■ Выбранный отрывок:
________

Но о российских дорогах гораздо больше воспоминаний, отзывов и суждений совсем иного свойства. В них говорится отнюдь не о «паркетном» полотне…

Летом 1654 г. через Украину, с юга, в Москву добирался патриарх Антиохийский Макарий III. Ехавший с ним его сын архидиакон Павел Алеппский описывал эту дорогу так: «Одному всевышнему Богу известно, до чего трудны и узки здешние дороги: мы, проезжая по разным дорогам от своей страны до сих мест, не встречали таких затруднений и таких непроходимых путей, как здешние, от которых поседели бы и младенцы. Рассказать – не то, что видеть собственными глазами: густота деревьев в лесах такова, что земля не видит солнца. В эти месяцы, в июле и августе, дожди не переставая лили на нас, вследствие чего все дороги были покрыты водой: на них образовались ручьи, реки и непролазная грязь. Поперёк узкой дороги падали деревья, которые были столь велики, что никто не был в силах их разрубить или отнять прочь; когда подъезжали повозки, то колёса их поднимались на эти деревья и потом падали с такою силой, что у нас в животе разрывались внутренности. Мы добирались к вечеру не иначе, как мёртвые от усталости, ибо одинаково терпели и ехавшие в экипаже, и всадники, и пешие». Вот они оказались уже в районе Оки, перед Калугой: «Дорога была чрезвычайно трудна, и мы много страдали от усталости и тягостей свыше всякого описания, ибо весь путь состоял из подъёмов и спусков, был покрыт древесными корнями, водой и глубокою грязью и так узок, что не вмещал (патриаршей) кареты». За Калугой: «Но дорога чрезвычайно трудна…» Она была очень узка и настолько неудобна для проезда, «что внутренности разрывались у нас в животе от толчков экипажа и ломались оси колёс. Мы терпели великие затруднения. Знай, что по этой причине большинство едущих в эту страну отправляются во время Богоявления и заговений (перед великим постом), так как земля и дороги в ту пору бывают ровны: нет ни подъёмов, ни спусков, но они как бы вымощены плитами из льда и глубокого снега; и по той причине в особенности, что экипажи, называемые санями, т. е. бесколёсные, скользят, передвигаясь с быстротой свыше всякой меры»[518]. Об ужасах русской зимы, которые южанам из свиты патриарха пришлось испытать на себе, Павел Алеппский также повествовал, и весьма обстоятельно. А тогдашний летний путь оказался особенно труден оттого, что в те дни постоянно лили дожди. Да и лесные дороги, по которым они добирались, были слишком узки. Раскисшие от воды просеки и тропы; упавшие стволы деревьев; колеи, заполненные грязью; выступающие то тут, то там древесные корни; застревающая в чащобе широкая карета патриарха…

Спустя 200 лет, в 1856 г. литератор С. В. Максимов, командированный Морским министерством для объезда Русского Севера, добирался из Петербурга в столицу северного края, губернский центр Архангельск. Своё самочувствие после долгого пути по зимним дорогам он воспроизводил в опубликованной через три года книге:

«Поздним зимним вечером подъезжал я в первый раз к Архангельску. Неприятности дальнего, с лишком тысячевёрстного пути возымели свою силу: чувствовалась физическая истома, нравственная пустота, болел весь состав тела, ныл, кажется, каждый мускул, воображение наполняли какие-то мрачные, невесёлые образы. Тягостные впечатления принесли за собою прошлые сутки, ничего хорошего не сулили будущие. Так, по крайней мере, казалось на то время, когда привелось осиливать последние вёрсты. Как будто вдвое-втрое ленивее плелись почтовые лошади, как будто сильнее и чаще обстукивала последние ухабы и выбоины неладно кроеная, но крепко сшитая почтовая кибитка. Как будто назло в этот раз и самое небо глядело сумрачнее, затянутое сплошною грядою облаков: ни звёздочки на нём, ни искорки. Сверкнёт своими невесёлыми огнями спопутная деревушка, обдаст она теплом своим, и опять непроглядная лесная чаща впереди и по бокам, и снова ровная поляна, отдающая матовым, мертвенно-синим снежным отливом. Волк бы взвыл, собака бы взлаяла, хоть бы сторож, наконец, где-нибудь стукнул в доску спросоньев – повеселил бы изнывшую от сосредоточенной тоски душу, оживил бы истомлённое до крайних пределов воображение.

________

■ Что сделать:
a: Как изложить списком абзац отрывка о российских дорогах, который начинается словами «Летом 1654 г. через Украину», сохранив его основные факты?
b: Допишите следующую часть отрывка о российских дорогах, продолжив рассказ С. В. Максимова о подъезде к Архангельску сразу после его последней приведённой фразы.

■ Исходные данные:
________

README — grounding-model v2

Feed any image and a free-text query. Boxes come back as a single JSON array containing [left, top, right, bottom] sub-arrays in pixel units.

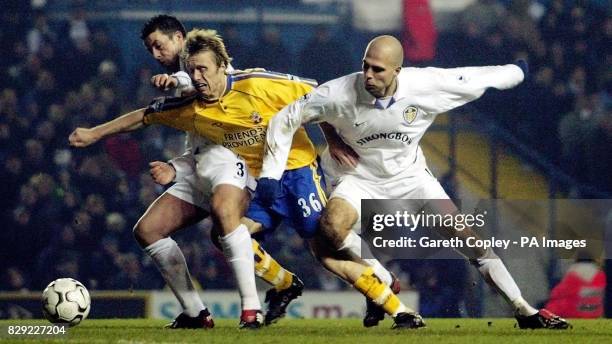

________

■ Ожидаемые ответы:
a:
- Летом 1654 г. патриарх Антиохийский Макарий III ехал через Украину, с юга, в Москву. Его сопровождал сын, архидиакон Павел Алеппский, который и описал эту дорогу.
- По словам Павла, таких трудных, узких и непроходимых путей они не встречали нигде на всём пути от своей страны.
- Леса были так густы, что земля не видела солнца.
- В июле и августе непрерывно лили дожди, и дороги покрылись водой, ручьями и непролазной грязью.
- Поперёк узкой дороги лежали огромные деревья. Повозки переваливали через них с сильными толчками, и к вечеру все путники, в экипаже, верхом и пешком, были измучены.
- Перед Калугой, в районе Оки, путь состоял из подъёмов и спусков и был покрыт корнями, водой и глубокой грязью. Он был так узок, что не вмещал патриаршей кареты.
- За Калугой дорога оставалась узкой и тяжёлой, и от толчков ломались оси колёс.
- Павел отмечал, что поэтому большинство едет в эту страну в пору Богоявления и заговений. Тогда дороги ровны от льда и снега, а сани скользят с огромной быстротой.
- Он подробно описывал и ужасы русской зимы, которые пришлось испытать южанам из свиты патриарха.
- Летний путь оказался особенно труден из-за постоянных дождей и узости лесных дорог.

b:
Почти пластом, бездыханным трупом лежишь себе в кибитке и думаешь думу: отсоветую я другу и недругу одним разом, без ночёвок, одолевать в дороге большие пространства; скверно: аппетиту лишаешься, сон не бёрёт. Скажу я им: “Хорошо ездить на петербургских тройках вёрст за тридцать, пожалуй, и за сорок; не дурно проехать и сто вёрст; но вёрст за сто уже утомляют; ещё и ещё дальше они едва выносимы, а за пятьсот уже каждая верста себя сказывает, каждая верста ложится на плечи тяжёлым гнётом, давит сердце, тяготит душу, мертвит тело. Да и зачем такой риск, зачем такое самопроизвольное мученичество? Неужели только затем, чтобы разом бросить себя в дальний омут и уметь потом выбираться оттуда? Неужели затем, чтобы разом испить горькую чашу, а не пить её по каплям? Неужели и опять-таки затем, чтобы слышать, как ямщик слезет в последний раз с козел и подвяжет в первый раз на всём пути от Петербурга колокольчик?”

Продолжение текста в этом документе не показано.